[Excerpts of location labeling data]
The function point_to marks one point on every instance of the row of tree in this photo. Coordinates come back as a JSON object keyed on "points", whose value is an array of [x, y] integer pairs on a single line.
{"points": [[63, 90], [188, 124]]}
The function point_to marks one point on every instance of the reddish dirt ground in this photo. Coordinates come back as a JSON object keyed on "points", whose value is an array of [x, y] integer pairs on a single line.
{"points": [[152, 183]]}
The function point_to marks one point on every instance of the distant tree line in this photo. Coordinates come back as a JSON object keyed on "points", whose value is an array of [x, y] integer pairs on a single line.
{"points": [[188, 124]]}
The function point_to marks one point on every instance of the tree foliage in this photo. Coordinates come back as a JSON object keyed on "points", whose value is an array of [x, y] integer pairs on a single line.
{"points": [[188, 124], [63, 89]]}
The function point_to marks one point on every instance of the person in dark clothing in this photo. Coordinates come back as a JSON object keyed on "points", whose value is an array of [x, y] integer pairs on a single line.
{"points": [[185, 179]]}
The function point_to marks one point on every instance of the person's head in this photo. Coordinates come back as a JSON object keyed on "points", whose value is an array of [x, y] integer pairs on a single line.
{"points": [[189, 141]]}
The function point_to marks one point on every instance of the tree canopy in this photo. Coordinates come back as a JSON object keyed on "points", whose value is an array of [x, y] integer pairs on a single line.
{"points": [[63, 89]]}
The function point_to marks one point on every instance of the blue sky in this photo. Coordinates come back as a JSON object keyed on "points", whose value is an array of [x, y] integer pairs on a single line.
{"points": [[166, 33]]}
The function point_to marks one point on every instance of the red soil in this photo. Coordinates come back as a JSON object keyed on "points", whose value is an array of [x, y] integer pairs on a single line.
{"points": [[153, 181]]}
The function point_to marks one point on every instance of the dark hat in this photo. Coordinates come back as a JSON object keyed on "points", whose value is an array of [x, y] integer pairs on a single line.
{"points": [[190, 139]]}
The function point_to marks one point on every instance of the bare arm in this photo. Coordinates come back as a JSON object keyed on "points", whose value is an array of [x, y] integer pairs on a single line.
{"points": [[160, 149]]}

__AIM OF THE EXERCISE__
Exactly as written, please output every entry.

__THE COMPLETED TASK__
The function point_to marks one point on every instance of the row of tree in this photo. Coordinates come back as a JSON object keyed on "points", whose value is an array of [x, y] integer pairs on a single line.
{"points": [[63, 90], [188, 124]]}
The function point_to marks one point on every instance of the reddish dirt ground in this photo. Coordinates come back as a JSON object keyed on "points", whose value is an array of [x, y] integer pairs on a single line.
{"points": [[152, 183]]}
The function point_to marks one point on every instance of the distant tree line in this photo. Coordinates come back as a JSON object keyed on "points", whose value is an array of [x, y] integer pairs on a single line.
{"points": [[188, 124]]}
The function point_to marks one point on every instance of the tree foliage in this photo. Coordinates come back as a JSON object keyed on "points", whose value is an array of [x, y] integer pairs on a single line.
{"points": [[188, 124], [63, 89]]}
The function point_to marks one point on every instance of the person in dark clothing in this photo. Coordinates come back as a JSON object keyed on "points", whose value is an array of [x, y] integer pairs on a single line.
{"points": [[185, 179]]}
The function point_to marks one point on every instance of the person's head in this photo. Coordinates come back as a JSON object keyed on "points", whose value is an array of [x, y] integer pairs on a single line.
{"points": [[189, 141]]}
The function point_to marks one point on every instance of the tree canopy in this photo. Coordinates come back as a JSON object keyed on "points", whose value is an array of [x, y] integer pairs on a single line.
{"points": [[63, 89]]}
The function point_to marks one point on every instance of the blue sky in this photo. Coordinates come back as a JSON object keyed on "points", whose value is an array of [x, y] integer pairs on a single line.
{"points": [[166, 33]]}
The function point_to marks one point on every instance of the red soil in this photo. Coordinates come back as a JSON object keyed on "points", whose value is an array of [x, y] integer pairs on a single line.
{"points": [[153, 181]]}
The function point_to marks one point on every instance of the dark hat in this photo. Coordinates come back as a JSON object keyed on "points", whose value is an array of [x, y] integer pairs on a single line.
{"points": [[190, 139]]}
The function point_to marks one point on every instance of the bare arm in this photo. Coordinates come back as a JSON object keyed on "points", whose value is an array of [x, y] integer pairs on a single line.
{"points": [[160, 149]]}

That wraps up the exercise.